PROBLEM STATEMENT ▸ Can you output the lines of the listing below as a numbered list, from the line containing "Task: point out each instance of the water" through the last line of the listing, inclusive, leaving out any blank lines?

===== SUPPLIED DATA

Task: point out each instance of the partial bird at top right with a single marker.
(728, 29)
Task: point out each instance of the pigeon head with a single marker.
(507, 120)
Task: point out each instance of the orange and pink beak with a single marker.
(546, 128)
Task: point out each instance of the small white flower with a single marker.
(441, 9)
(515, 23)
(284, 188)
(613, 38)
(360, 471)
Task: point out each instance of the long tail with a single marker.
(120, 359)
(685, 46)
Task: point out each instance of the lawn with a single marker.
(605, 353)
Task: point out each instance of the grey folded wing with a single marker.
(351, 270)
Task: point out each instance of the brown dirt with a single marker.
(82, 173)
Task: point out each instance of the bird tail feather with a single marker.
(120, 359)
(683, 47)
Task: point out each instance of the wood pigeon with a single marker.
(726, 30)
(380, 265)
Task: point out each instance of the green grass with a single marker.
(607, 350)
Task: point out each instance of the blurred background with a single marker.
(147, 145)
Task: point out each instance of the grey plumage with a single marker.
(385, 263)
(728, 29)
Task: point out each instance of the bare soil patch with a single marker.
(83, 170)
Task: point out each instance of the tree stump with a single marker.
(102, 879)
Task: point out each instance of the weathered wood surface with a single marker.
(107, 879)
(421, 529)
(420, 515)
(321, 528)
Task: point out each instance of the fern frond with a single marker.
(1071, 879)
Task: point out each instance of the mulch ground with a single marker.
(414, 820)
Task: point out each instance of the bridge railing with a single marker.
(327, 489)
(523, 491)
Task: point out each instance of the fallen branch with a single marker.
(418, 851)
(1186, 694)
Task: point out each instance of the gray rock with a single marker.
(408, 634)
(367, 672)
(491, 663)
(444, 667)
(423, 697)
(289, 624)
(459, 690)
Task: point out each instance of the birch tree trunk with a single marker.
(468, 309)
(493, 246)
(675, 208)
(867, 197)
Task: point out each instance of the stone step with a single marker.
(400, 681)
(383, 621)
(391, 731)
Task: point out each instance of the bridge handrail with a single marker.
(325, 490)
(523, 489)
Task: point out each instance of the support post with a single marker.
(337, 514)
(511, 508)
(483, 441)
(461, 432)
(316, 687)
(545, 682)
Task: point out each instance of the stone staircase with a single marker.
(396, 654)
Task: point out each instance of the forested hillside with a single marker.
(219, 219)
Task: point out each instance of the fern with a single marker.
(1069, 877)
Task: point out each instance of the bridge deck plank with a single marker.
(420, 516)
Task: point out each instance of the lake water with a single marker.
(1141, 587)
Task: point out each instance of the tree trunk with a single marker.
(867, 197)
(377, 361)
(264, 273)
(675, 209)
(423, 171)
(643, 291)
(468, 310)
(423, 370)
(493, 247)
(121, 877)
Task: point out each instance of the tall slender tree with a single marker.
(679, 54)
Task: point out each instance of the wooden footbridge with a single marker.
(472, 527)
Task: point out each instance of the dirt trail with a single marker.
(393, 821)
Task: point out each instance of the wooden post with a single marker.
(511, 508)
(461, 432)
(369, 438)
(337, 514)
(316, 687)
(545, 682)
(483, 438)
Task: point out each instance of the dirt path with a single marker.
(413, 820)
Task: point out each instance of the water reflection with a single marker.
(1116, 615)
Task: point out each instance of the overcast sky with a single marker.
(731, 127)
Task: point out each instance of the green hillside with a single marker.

==========

RESPONSE ▸
1. Task: point out each instance of the water reflection with a single marker.
2. (1116, 615)
3. Task: point out each instance of the overcast sky with a single marker.
4. (731, 127)
5. Task: point out each instance of the green hillside with a single marker.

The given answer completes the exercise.